Requirements: Include no pictures. Output exactly the lines from the one that contains "roller sleeve in the photo above." through the final line of the entries.

= = = = =

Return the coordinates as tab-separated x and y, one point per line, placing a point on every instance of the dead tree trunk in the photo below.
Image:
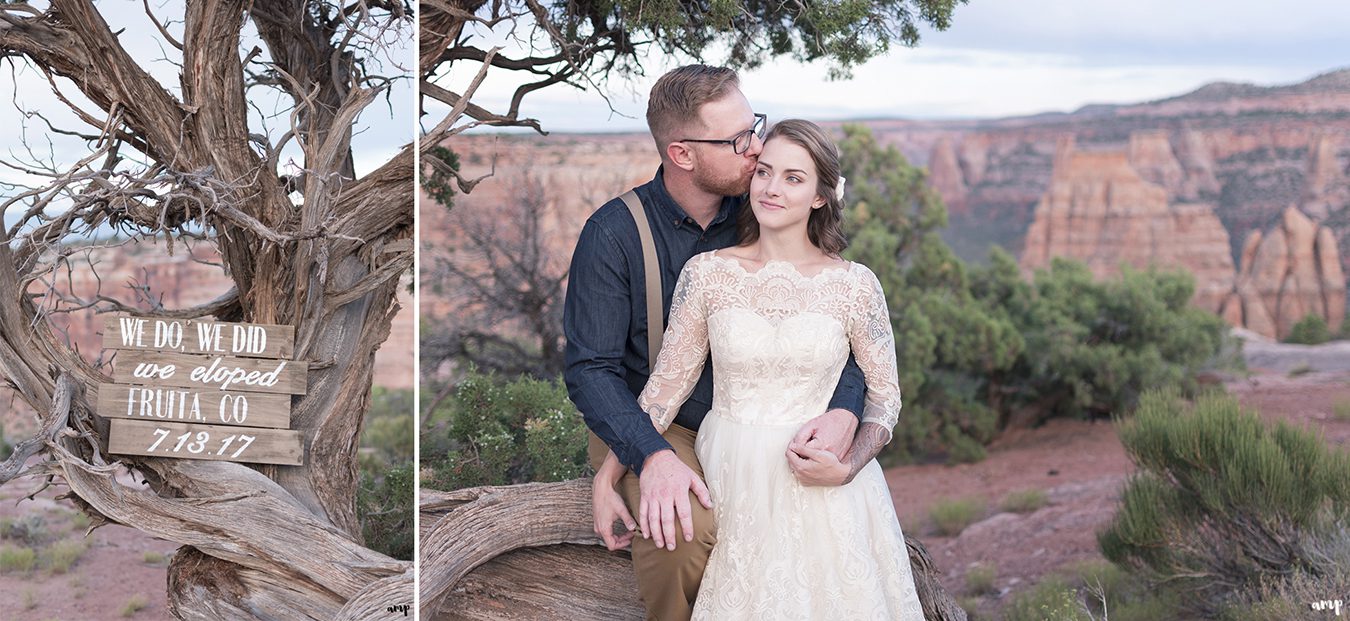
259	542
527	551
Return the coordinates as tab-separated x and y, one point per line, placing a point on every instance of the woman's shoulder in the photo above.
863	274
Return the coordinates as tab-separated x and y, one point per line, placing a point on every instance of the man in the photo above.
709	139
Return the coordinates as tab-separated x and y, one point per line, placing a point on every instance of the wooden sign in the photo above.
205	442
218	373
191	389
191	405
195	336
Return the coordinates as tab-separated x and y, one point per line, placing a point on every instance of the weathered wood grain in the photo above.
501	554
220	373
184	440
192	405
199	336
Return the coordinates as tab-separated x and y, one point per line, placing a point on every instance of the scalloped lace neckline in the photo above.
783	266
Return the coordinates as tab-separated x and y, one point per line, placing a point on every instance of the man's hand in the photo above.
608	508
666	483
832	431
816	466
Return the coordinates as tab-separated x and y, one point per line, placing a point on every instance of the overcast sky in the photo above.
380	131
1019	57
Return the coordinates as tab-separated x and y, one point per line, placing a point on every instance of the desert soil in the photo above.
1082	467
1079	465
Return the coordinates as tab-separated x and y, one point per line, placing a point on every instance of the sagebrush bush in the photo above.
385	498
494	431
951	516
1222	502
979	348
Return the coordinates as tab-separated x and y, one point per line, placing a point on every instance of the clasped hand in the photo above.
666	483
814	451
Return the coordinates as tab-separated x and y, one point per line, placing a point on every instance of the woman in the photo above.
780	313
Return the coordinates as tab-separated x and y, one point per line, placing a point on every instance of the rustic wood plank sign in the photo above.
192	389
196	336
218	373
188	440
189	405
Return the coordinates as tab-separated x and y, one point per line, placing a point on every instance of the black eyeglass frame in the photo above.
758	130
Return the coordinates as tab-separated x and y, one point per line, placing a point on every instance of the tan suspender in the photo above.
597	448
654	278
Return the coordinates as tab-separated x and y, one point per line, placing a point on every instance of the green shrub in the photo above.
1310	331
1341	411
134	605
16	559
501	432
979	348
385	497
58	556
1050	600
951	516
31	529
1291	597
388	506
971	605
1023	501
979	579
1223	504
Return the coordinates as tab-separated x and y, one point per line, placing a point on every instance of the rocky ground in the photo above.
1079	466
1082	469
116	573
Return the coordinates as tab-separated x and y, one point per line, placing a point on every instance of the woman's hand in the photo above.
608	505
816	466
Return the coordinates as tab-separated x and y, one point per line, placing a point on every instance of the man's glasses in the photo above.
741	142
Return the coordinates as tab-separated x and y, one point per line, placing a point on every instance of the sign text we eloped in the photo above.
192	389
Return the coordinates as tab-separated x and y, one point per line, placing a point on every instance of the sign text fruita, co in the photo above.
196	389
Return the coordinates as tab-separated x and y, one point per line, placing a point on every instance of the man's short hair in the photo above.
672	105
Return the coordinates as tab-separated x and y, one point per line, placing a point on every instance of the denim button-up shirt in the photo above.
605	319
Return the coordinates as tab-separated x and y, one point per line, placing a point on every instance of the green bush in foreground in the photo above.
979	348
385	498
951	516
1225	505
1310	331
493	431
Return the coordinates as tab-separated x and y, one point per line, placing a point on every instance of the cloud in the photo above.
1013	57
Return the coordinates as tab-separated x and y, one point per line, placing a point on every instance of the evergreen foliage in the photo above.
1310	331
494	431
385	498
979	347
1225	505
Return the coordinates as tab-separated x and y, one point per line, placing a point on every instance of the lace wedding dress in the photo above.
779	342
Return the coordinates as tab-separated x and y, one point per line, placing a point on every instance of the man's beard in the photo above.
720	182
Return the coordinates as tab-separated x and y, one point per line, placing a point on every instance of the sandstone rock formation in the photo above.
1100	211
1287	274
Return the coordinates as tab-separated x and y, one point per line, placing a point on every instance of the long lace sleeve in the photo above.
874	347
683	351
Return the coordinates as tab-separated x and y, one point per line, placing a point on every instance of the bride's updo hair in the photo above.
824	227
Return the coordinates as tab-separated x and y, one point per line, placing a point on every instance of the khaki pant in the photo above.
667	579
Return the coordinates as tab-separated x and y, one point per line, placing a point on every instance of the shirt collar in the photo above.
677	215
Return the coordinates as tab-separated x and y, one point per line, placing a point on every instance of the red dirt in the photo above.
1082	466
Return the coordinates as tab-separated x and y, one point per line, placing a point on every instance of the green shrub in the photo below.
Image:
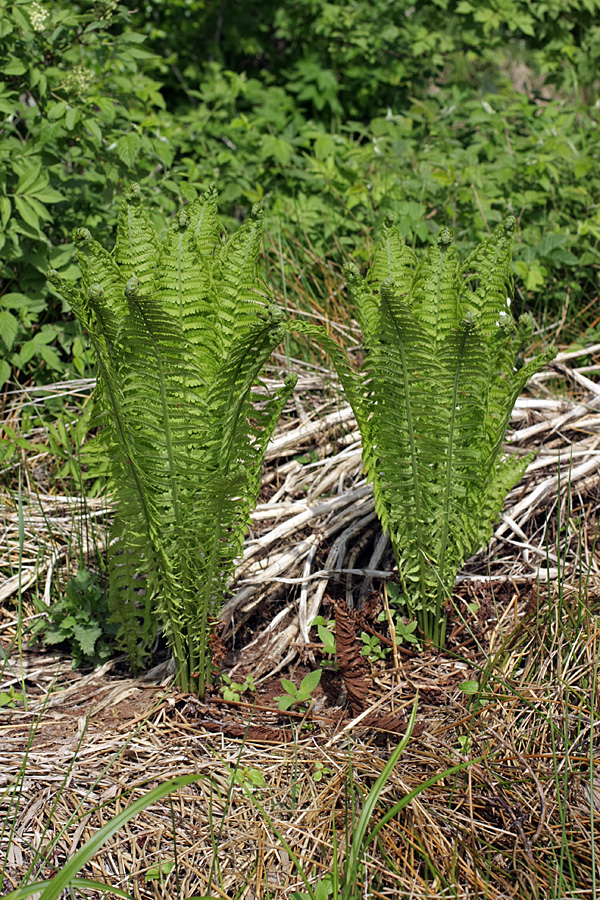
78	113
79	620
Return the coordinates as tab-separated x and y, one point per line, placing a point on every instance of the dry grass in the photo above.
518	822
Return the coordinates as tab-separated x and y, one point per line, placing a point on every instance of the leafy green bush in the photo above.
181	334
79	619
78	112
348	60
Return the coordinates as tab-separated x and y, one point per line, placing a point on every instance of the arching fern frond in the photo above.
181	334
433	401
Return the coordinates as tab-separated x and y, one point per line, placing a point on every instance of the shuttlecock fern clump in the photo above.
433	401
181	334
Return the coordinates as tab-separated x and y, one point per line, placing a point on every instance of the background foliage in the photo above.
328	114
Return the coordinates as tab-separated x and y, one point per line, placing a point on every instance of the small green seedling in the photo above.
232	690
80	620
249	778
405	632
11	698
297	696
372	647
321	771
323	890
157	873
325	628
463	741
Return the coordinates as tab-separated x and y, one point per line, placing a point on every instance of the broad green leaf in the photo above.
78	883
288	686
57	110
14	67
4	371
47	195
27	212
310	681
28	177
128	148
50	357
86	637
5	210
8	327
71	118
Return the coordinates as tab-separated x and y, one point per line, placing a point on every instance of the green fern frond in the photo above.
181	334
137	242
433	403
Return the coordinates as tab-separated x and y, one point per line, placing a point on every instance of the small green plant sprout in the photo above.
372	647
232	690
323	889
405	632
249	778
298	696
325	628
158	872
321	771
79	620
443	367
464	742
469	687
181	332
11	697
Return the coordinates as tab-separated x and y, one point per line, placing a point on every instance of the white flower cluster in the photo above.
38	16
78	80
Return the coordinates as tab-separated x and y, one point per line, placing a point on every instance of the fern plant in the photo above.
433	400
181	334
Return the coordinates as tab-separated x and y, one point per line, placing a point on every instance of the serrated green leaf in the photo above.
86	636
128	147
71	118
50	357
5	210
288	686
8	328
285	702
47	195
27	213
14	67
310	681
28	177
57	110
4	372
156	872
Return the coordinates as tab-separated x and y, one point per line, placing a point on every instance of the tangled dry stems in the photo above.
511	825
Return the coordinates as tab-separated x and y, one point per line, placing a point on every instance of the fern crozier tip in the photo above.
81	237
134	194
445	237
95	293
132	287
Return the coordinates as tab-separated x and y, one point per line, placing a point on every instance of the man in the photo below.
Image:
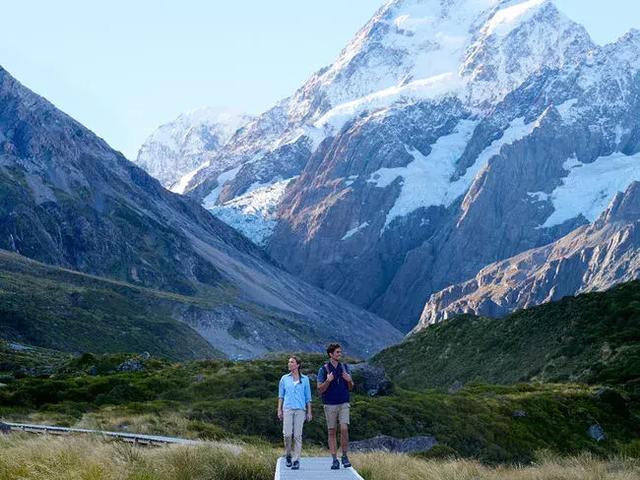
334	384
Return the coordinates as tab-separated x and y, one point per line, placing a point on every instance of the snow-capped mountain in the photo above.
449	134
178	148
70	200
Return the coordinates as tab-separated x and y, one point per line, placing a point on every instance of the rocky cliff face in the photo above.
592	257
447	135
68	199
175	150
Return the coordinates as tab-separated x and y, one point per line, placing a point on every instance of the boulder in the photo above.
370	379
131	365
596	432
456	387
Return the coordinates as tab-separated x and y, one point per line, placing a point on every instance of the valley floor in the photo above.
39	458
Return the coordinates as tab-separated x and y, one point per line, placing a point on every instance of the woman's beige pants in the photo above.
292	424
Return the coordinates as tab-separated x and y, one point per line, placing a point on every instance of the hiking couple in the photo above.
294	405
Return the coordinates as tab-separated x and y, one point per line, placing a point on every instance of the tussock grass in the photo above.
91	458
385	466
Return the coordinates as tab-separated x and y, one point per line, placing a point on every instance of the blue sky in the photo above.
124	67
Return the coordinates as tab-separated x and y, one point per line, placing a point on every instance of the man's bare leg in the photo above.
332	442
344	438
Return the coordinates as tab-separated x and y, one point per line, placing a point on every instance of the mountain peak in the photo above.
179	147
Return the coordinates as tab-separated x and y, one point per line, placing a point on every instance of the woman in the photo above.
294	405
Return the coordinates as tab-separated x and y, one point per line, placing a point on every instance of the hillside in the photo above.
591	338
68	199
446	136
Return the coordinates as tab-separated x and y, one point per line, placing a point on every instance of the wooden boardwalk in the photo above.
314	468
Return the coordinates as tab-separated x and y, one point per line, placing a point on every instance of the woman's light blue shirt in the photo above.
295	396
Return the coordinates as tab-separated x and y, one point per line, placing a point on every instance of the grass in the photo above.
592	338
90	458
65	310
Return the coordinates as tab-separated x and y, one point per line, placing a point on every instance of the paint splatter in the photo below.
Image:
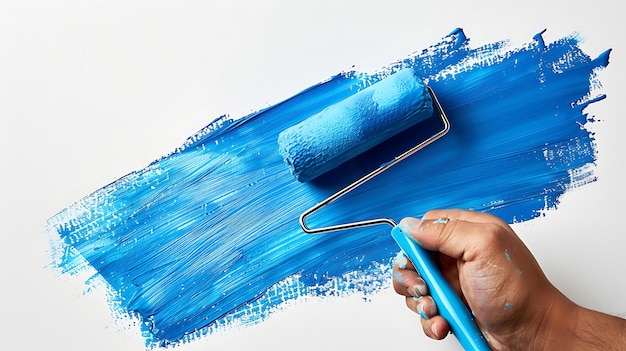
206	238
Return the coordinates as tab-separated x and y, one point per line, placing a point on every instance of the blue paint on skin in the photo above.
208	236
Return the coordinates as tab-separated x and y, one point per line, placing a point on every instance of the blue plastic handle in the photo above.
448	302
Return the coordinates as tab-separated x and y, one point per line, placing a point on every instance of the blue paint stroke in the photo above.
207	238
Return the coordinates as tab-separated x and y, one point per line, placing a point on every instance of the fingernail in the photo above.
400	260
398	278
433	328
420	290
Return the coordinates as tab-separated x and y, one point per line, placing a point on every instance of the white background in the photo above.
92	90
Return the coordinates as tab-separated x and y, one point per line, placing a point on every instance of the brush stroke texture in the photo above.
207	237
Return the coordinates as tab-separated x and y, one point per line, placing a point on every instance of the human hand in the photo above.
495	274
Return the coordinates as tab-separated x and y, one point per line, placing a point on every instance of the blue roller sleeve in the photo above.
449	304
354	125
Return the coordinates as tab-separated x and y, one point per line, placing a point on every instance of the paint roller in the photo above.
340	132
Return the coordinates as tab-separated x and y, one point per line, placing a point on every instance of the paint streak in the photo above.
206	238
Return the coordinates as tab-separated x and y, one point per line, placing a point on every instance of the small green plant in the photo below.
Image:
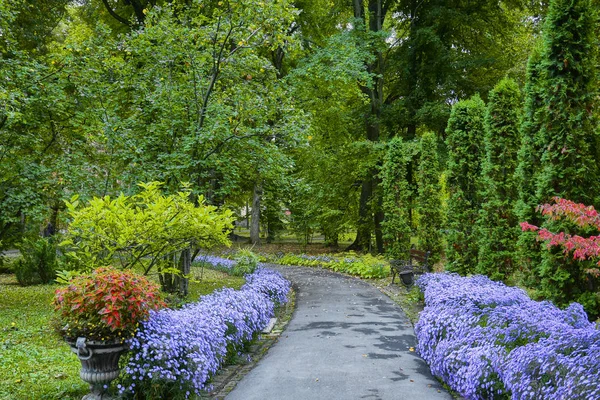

= = = = =

Solution to the problem:
Return the coordinates as tab-separated x and y, one point per line, placing a point on every instance of the blue roller sleeve in the photo above.
449	304
354	125
Return the coordinates as tab-separated x and y, one point per line, placing a point on every instance of the paint roller in the photo above.
340	132
Return the coordinates as tab-separated x and y, one point per line, placing a point on every instance of the paint streak in the photo above.
206	238
Return the coordinates as tab-separated x and y, one point per line, placing a point on every instance of the small green plant in the photo below.
Image:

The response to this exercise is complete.